## SET TASKS
A - Translate this sentence from the Duplan Silk Co. v. Spencer opinion into Spanish: "On the same day, a supplemental contract, according to the form of contract recommended for general use by the American Institute of Architects, was executed between the parties."
B - Answer these questions using the Duplan Silk Co. v. Spencer opinion:
(i) What kind of action was this case?
(ii) In what town was the silk mill to be erected?
(iii) What total sum was the owner to pay the contractor for the work and materials?
C - Transcribe the Duplan Silk Co. v. Spencer opinion word for word from "Bennett & Rothrock were" up to and including "between the parties.".

Duplan Silk Co. v. Spencer

115 F. 689 | 3rd Cir. | 1902

GRAY, Circuit Judge.

This was an action of trover, called under the Pennsylvania practice act of 1887 an action of trespass. It was brought by the defendant in error, as trustee in bankruptcy of the estate of Bennett & Rothrock, who were contractors and builders, against the Duplan Silk Company, charging the conversion of certain chattels, consisting principally of lumber, iron work, nails, cement, brick and sundry builder’s utensils, of which a complete schedule is given in plaintiff’s statement. There is little or no dispute about the essential facts-in the case, as disclosed by the evidence. They are substantially as follows:

Bennett & Rothrock were builders, and, as such, entered into a written contract with the Duplan Silk Company, bearing date August 30, 1899, to erect a silk mill for the defendant at Hazleton, Pa., providing all materials and performing the work mentioned in the specifications and shown in the drawings prepared by the architect. By this contract, it was provided that the sum to be paid by the owner to the contractor, for said work and materials, should be $76,000, payable in installments as the work progressed to' certain specified stages, the first installment being $5,000 and the remaining ones $10,000 each. On the same day, a supplemental contract, according to the form of contract recommended for general use by the American Institute of Architects, was executed between the parties.

## DATA SECTION
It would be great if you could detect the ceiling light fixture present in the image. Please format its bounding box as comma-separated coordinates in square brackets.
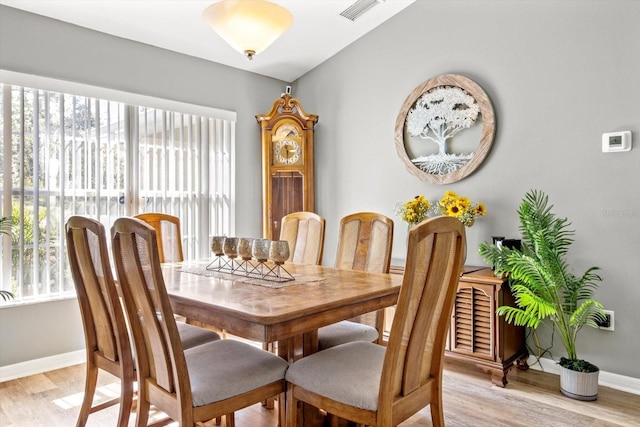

## ANSWERS PER TASK
A - El mismo día, se celebró entre las partes un contrato complementario, conforme al modelo de contrato recomendado para uso general por el American Institute of Architects.

B -
(i) An action of trover, called an action of trespass under the Pennsylvania practice act of 1887.
(ii) Hazleton, Pa.
(iii) $76,000.

C -
Bennett & Rothrock were builders, and, as such, entered into a written contract with the Duplan Silk Company, bearing date August 30, 1899, to erect a silk mill for the defendant at Hazleton, Pa., providing all materials and performing the work mentioned in the specifications and shown in the drawings prepared by the architect. By this contract, it was provided that the sum to be paid by the owner to the contractor, for said work and materials, should be $76,000, payable in installments as the work progressed to' certain specified stages, the first installment being $5,000 and the remaining ones $10,000 each. On the same day, a supplemental contract, according to the form of contract recommended for general use by the American Institute of Architects, was executed between the parties.